-- DOCUMENT SEGMENT --
····················

Sir James DysonSir James Dyson, whose plans for a school have received another blow, explains why we need to nurture creativity.BRITAIN needs more engineers. It is a widely held belief and yet we remain unable to bridge the gap between intention and action. Britain trades on the triumphs of its industrial forefathers while failing to safeguard its engineering future.

Only by introducing young people to the excitement and creativity of science and technology can we stay in the race. Snobbery and government bureaucracy stand in the way of progress. On the one hand industry is invited to play its part in education and on the other government red tape reins in momentum. The Beijing Olympics show that Britain can achieve significant progress with concerted collective effort and long-term thinking. Why has our sports performance improved so much? Because the need to invest at grassroots level was recognised in the 1990s and today it is paying off. If we apply the same effort, care and urgency to nurturing new science and technology talent, we may bring British industry back from the brink.

····················

-- INFORMATION SUPPLIED --
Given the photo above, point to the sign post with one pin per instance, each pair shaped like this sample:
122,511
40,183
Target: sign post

····················

-- EXERCISE TASKS --
- a) From the piece on engineering education, extract the passage from "Sir James DysonSir" to "its engineering future.".
- b) Answer these questions using the piece on engineering education:
(i) What two things stand in the way of progress?
(ii) In which decade was the need to invest in sport at grassroots level recognized?
(iii) Which event shows that Britain can achieve significant progress with concerted collective effort and long-term thinking?
- c) The piece on engineering education urges that we apply the same qualities used in sport to nurturing new science and technology talent. List every quality it names.
The material isn't needed for any of this.

-- ANSWERS TO THE EXERCISES --
- a)
Sir James DysonSir James Dyson, whose plans for a school have received another blow, explains why we need to nurture creativity.BRITAIN needs more engineers. It is a widely held belief and yet we remain unable to bridge the gap between intention and action. Britain trades on the triumphs of its industrial forefathers while failing to safeguard its engineering future.

- b)
(i) Snobbery and government bureaucracy
(ii) The 1990s
(iii) The Beijing Olympics

- c) Effort, care, urgency